→ **Your instructions**
Print the lines of the data below exactly, from the line containing "For every instance of the sea, give" down to the line containing "(1296, 684)", including both of those lines.

★ ★ ★ ★ ★ ★ ★

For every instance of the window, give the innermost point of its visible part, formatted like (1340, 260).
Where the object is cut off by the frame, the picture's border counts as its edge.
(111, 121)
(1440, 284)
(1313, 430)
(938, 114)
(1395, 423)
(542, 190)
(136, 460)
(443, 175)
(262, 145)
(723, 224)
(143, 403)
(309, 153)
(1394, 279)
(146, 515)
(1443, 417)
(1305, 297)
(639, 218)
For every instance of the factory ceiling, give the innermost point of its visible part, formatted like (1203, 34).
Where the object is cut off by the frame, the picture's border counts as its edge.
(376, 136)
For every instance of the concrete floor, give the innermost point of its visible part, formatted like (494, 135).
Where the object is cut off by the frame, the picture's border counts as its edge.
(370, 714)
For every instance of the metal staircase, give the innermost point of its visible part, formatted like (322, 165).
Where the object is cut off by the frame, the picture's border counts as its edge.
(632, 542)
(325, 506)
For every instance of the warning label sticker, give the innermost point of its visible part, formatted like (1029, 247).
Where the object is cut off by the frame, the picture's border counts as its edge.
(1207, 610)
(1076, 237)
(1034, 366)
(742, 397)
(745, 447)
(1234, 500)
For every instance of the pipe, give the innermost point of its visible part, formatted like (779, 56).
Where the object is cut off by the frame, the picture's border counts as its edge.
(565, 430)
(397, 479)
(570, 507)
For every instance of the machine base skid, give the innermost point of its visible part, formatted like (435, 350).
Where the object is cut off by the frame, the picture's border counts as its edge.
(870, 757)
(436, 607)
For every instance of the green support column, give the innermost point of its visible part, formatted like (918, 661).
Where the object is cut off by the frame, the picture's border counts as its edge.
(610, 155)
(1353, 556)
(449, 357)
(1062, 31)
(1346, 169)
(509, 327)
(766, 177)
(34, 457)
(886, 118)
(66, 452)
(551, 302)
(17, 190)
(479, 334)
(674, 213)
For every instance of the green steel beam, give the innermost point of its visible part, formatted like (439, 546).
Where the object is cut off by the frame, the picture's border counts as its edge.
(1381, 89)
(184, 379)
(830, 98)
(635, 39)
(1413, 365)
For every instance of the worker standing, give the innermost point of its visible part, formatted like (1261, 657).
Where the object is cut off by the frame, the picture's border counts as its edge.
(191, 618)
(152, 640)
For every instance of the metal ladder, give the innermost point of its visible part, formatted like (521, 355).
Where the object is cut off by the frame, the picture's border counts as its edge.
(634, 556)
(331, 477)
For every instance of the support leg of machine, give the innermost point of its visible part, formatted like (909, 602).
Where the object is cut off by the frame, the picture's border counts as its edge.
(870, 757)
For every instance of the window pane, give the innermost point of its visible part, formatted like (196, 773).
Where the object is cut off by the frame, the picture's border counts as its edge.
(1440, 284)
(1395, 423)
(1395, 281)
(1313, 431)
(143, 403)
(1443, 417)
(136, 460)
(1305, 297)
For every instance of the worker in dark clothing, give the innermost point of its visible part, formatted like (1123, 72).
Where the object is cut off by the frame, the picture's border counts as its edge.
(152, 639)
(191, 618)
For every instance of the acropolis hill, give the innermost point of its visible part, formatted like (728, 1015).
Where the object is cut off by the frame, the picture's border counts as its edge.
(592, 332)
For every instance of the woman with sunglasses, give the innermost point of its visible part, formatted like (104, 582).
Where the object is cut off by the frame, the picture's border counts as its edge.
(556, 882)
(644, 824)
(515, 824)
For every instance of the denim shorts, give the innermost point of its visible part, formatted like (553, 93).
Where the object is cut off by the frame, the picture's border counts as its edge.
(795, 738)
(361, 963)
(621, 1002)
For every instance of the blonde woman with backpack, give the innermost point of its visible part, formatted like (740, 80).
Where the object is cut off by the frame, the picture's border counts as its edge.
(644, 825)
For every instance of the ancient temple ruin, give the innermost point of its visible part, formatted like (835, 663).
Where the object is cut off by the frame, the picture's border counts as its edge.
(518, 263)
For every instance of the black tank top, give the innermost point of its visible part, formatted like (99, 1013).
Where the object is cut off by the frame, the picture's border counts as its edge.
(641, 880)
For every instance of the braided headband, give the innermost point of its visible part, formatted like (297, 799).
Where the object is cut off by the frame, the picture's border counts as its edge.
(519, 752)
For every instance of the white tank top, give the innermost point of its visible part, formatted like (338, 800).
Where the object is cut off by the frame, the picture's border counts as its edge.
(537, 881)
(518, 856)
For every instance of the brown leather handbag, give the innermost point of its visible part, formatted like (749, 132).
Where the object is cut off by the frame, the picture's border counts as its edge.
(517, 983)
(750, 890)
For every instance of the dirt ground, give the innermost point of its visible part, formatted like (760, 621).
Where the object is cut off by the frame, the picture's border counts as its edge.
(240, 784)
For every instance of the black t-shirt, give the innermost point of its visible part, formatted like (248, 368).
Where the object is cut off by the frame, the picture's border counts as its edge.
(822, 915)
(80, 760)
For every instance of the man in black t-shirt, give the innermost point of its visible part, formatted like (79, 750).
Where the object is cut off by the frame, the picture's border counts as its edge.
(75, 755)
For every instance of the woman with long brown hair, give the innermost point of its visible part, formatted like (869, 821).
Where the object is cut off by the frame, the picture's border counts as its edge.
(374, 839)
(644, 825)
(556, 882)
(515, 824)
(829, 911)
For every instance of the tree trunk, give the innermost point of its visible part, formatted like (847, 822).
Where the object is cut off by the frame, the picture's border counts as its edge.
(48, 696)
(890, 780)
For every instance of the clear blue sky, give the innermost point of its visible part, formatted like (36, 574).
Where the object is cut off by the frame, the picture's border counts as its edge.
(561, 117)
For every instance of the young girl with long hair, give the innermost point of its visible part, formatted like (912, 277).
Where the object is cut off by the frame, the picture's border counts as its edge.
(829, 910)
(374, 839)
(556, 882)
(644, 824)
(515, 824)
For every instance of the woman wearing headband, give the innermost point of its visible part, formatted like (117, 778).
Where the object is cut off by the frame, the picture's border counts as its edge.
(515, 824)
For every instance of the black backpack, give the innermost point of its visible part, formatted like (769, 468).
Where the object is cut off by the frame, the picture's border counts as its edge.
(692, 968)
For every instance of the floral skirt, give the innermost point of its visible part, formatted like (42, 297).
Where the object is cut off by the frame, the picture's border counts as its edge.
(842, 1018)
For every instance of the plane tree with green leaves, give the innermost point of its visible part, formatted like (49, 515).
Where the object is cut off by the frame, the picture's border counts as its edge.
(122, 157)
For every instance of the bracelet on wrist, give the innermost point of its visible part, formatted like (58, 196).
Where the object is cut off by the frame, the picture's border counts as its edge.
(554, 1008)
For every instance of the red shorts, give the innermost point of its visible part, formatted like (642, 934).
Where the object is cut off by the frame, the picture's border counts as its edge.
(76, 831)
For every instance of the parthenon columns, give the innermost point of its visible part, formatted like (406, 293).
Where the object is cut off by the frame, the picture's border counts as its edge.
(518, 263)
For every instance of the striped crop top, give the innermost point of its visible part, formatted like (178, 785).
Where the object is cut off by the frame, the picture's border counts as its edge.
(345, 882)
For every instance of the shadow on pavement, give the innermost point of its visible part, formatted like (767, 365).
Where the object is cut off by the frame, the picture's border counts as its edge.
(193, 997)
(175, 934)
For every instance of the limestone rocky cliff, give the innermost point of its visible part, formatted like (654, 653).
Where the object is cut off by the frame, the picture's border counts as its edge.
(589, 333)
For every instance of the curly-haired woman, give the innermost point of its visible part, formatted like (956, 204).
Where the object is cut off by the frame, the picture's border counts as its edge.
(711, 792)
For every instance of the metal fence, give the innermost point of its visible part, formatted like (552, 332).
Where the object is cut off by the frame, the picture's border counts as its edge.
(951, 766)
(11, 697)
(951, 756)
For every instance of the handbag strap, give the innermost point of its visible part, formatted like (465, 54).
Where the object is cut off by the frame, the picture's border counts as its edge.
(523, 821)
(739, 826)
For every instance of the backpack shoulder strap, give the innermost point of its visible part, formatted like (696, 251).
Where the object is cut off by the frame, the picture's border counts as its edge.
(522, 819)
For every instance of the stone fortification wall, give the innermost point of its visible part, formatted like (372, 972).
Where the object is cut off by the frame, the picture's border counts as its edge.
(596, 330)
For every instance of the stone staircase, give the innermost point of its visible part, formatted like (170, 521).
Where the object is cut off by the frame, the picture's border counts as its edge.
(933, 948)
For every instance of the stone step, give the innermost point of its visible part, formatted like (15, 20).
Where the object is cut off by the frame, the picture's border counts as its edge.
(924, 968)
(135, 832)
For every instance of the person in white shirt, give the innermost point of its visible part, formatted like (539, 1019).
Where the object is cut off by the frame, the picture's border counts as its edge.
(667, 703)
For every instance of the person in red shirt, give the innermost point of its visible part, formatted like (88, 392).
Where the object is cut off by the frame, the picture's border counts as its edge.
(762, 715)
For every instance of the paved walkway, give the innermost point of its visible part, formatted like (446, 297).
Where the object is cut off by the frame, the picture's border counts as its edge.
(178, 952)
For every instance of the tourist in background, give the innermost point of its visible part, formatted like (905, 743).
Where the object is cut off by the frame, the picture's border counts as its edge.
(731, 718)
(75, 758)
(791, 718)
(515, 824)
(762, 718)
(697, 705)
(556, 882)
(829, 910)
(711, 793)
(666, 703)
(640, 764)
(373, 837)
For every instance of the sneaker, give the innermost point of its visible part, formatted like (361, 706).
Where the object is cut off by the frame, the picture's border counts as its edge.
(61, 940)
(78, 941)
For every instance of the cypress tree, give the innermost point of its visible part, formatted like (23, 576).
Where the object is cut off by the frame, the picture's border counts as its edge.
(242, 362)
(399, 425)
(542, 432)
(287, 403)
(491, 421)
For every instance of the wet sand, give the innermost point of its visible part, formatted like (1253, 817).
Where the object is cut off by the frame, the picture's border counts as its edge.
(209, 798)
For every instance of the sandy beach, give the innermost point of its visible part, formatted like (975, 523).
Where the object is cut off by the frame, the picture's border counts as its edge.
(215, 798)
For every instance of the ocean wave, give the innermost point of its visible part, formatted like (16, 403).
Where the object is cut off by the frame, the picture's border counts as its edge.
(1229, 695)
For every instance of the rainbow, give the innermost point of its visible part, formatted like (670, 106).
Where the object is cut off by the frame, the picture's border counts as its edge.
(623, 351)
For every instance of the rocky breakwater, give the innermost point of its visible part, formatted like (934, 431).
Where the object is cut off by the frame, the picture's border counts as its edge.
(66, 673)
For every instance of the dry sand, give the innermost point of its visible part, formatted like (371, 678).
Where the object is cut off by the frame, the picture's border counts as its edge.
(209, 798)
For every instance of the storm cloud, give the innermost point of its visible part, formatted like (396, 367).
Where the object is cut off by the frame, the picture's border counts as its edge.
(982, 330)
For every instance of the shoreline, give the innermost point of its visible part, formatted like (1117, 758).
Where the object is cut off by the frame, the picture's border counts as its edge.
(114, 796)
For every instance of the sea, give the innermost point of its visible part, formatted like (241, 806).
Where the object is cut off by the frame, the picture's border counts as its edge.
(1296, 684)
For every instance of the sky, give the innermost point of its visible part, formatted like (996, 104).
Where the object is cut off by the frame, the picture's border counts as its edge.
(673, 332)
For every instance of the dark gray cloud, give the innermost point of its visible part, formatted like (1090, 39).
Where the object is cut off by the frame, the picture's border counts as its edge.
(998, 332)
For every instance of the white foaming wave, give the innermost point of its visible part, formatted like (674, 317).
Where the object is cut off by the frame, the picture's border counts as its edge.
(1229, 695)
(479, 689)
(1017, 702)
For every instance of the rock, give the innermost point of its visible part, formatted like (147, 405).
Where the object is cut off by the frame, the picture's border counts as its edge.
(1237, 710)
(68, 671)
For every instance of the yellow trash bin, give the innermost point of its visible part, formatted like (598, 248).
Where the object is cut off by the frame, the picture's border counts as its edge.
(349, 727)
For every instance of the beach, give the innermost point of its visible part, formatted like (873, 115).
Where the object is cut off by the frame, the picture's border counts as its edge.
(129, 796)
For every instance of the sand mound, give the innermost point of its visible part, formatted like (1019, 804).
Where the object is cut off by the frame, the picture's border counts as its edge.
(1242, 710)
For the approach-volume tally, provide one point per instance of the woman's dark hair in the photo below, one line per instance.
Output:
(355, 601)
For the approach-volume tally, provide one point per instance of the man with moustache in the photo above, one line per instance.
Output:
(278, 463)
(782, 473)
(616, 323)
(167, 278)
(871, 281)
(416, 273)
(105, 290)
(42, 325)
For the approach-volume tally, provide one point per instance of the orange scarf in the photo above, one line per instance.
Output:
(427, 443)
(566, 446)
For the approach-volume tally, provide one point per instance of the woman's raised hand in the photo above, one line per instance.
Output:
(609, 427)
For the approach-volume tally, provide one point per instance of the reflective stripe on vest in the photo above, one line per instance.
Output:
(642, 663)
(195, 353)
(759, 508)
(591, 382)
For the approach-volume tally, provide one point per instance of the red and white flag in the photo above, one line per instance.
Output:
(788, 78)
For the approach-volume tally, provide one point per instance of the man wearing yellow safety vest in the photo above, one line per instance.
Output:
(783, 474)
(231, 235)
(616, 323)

★ ★ ★ ★ ★ ★ ★

→ **Task result**
For every instance of the sea, give the innermost point of its visible part, formatted like (241, 806).
Where the object is cut off by the frame, the picture's border counts as its edge.
(1296, 684)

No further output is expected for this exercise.